● Document passage:
= = = = =

Those last 24 hours were rough. We knew it was coming, but I really thought we had a few more days than we got. I had been scheduled to go out of town that Friday- a grad school crew reunion on the coast. I was driving to work and had just gotten off the interstate when my Dad called and told me to get back to the nursing home. My Aunt Wen was scheduled to get into town from New York the next week, even changing her flights to leave that day didn’t give us enough time. I spent that Friday afternoon with my Dad, Aunts and Uncle in my Nana’s little room. I kneeled there by her bed and held her hand and kept telling her that we all loved her. We all took turns holding her hand, saying what we each needed to say, telling her it was okay to go, or not saying anything at all. And on a Saturday morning in the middle of July she peacefully passed away.

= = = = =

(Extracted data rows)
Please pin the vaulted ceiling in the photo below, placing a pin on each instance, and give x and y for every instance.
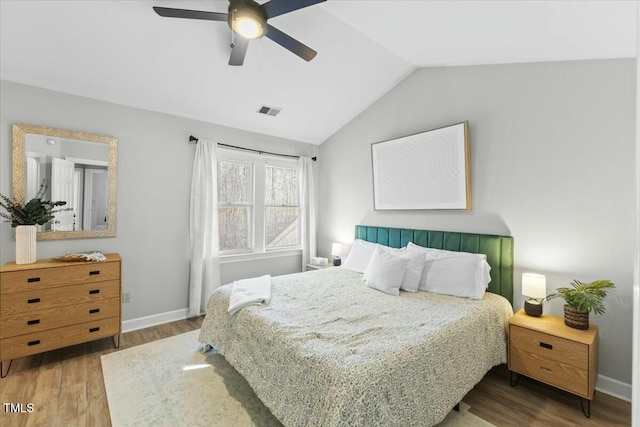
(123, 52)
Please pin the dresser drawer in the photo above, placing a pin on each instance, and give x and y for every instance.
(55, 317)
(552, 372)
(549, 346)
(37, 342)
(39, 299)
(46, 278)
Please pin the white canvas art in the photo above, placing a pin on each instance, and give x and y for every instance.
(429, 170)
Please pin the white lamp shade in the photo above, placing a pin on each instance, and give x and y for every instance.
(534, 285)
(336, 249)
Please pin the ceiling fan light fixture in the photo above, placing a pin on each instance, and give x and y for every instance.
(247, 19)
(248, 27)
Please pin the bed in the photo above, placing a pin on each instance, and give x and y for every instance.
(329, 351)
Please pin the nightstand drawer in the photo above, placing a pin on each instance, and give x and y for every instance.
(549, 347)
(550, 371)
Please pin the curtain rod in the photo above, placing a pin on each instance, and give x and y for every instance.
(193, 139)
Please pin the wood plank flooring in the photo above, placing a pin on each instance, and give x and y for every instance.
(66, 389)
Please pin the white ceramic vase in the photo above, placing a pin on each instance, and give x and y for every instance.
(26, 244)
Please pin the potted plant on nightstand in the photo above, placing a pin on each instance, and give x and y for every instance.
(581, 299)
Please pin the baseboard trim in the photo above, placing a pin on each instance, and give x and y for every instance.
(614, 388)
(153, 320)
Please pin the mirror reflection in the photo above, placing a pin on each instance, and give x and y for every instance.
(76, 172)
(78, 167)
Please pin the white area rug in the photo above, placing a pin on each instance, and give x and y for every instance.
(169, 383)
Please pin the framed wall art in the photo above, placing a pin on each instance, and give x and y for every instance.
(428, 170)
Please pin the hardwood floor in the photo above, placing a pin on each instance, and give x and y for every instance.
(66, 389)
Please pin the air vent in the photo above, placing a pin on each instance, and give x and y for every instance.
(269, 111)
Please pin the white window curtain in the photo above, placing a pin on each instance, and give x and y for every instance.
(204, 275)
(308, 210)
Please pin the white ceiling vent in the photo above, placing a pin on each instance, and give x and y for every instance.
(269, 111)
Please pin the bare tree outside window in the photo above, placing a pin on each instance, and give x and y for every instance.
(235, 188)
(282, 207)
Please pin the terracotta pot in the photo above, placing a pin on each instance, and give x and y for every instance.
(576, 319)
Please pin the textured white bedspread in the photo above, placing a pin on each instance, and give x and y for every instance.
(328, 351)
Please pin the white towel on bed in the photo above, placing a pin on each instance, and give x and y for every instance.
(250, 291)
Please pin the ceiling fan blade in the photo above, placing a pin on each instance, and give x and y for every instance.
(289, 43)
(278, 7)
(169, 12)
(238, 51)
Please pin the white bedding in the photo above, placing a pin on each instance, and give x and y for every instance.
(329, 351)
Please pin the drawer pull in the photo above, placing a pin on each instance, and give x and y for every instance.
(545, 345)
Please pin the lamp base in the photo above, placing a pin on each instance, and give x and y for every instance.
(533, 308)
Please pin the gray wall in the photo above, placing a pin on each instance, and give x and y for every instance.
(154, 179)
(552, 164)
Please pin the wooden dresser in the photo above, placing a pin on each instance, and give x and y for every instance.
(52, 304)
(545, 349)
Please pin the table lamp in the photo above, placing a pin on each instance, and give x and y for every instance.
(534, 286)
(336, 250)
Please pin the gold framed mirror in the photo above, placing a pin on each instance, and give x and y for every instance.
(79, 168)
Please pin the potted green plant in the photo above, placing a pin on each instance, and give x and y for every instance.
(581, 299)
(25, 216)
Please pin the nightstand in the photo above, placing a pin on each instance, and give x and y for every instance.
(318, 266)
(545, 349)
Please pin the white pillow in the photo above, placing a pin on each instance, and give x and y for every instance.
(471, 280)
(387, 271)
(359, 256)
(413, 273)
(388, 249)
(461, 276)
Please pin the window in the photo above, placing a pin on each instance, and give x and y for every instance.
(282, 207)
(258, 203)
(235, 204)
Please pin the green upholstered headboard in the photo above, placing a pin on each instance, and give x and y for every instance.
(499, 249)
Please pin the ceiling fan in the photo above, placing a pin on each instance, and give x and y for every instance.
(248, 20)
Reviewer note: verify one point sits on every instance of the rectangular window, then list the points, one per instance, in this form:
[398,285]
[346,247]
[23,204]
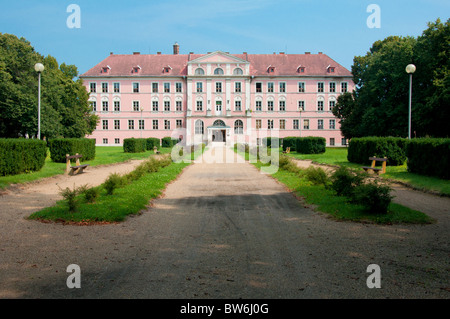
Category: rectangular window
[179,106]
[166,106]
[155,106]
[199,105]
[306,124]
[258,106]
[319,106]
[136,106]
[116,106]
[332,105]
[301,87]
[301,105]
[320,87]
[320,124]
[332,124]
[166,87]
[218,106]
[332,87]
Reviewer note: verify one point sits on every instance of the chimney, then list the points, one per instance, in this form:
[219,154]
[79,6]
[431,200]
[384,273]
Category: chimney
[176,48]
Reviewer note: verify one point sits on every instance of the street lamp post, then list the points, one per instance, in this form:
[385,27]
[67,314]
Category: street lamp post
[410,68]
[39,67]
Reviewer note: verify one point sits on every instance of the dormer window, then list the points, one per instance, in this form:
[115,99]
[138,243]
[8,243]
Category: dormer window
[167,69]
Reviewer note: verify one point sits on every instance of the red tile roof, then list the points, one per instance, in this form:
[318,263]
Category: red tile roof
[154,64]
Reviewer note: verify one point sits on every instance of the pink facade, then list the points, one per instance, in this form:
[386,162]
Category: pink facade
[216,97]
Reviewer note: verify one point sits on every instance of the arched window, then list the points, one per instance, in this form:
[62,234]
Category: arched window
[199,128]
[218,71]
[238,71]
[238,127]
[219,123]
[199,71]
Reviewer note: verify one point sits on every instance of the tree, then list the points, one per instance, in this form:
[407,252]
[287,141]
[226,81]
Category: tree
[65,110]
[379,104]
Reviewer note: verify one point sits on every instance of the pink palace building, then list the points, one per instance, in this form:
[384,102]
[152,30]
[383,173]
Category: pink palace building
[216,97]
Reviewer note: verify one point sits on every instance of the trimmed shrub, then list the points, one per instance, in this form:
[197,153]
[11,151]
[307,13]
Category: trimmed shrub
[291,142]
[59,147]
[134,145]
[394,148]
[152,142]
[310,145]
[168,142]
[21,155]
[429,156]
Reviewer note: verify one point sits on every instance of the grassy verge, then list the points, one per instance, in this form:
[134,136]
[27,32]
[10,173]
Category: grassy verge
[338,156]
[125,201]
[326,201]
[104,155]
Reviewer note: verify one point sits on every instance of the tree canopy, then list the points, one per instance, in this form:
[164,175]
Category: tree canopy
[65,110]
[379,105]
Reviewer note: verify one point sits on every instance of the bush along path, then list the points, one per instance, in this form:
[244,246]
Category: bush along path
[119,196]
[437,207]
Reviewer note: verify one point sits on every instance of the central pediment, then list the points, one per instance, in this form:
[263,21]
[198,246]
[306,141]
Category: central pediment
[218,57]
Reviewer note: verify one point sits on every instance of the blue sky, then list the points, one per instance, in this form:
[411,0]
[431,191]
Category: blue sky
[336,28]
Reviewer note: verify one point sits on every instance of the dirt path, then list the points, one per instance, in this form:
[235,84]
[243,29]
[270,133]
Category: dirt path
[222,231]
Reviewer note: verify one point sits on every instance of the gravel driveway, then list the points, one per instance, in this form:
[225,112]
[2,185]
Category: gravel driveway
[220,231]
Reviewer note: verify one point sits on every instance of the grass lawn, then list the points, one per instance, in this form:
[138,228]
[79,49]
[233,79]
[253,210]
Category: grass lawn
[339,208]
[127,200]
[338,156]
[104,155]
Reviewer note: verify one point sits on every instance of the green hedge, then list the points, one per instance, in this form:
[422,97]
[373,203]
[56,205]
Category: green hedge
[59,147]
[21,155]
[168,142]
[290,141]
[134,145]
[429,156]
[394,148]
[310,145]
[152,142]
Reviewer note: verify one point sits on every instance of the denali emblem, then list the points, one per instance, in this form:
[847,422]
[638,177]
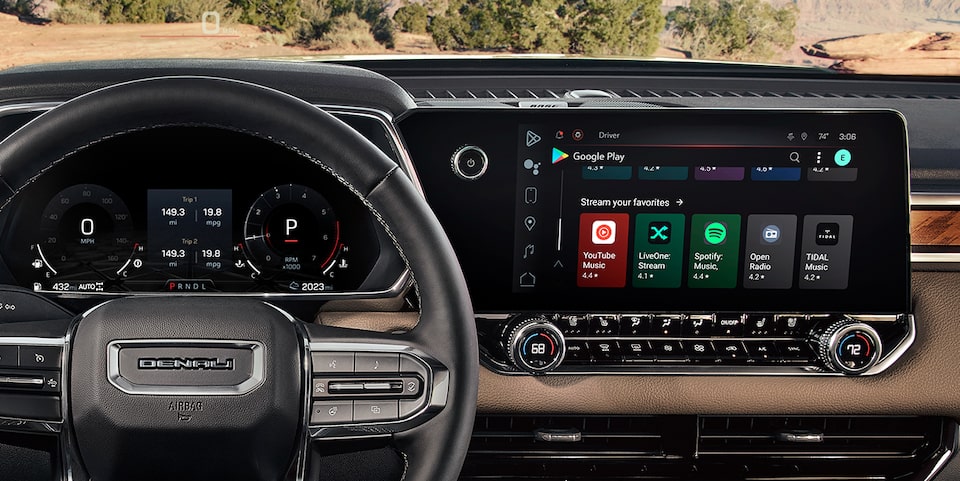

= = = = =

● Exercise:
In the passage about Nana's final day, when did she pass away? The rows above are separate material from the passage.

● Response for this exercise:
She passed away peacefully on a Saturday morning in the middle of July.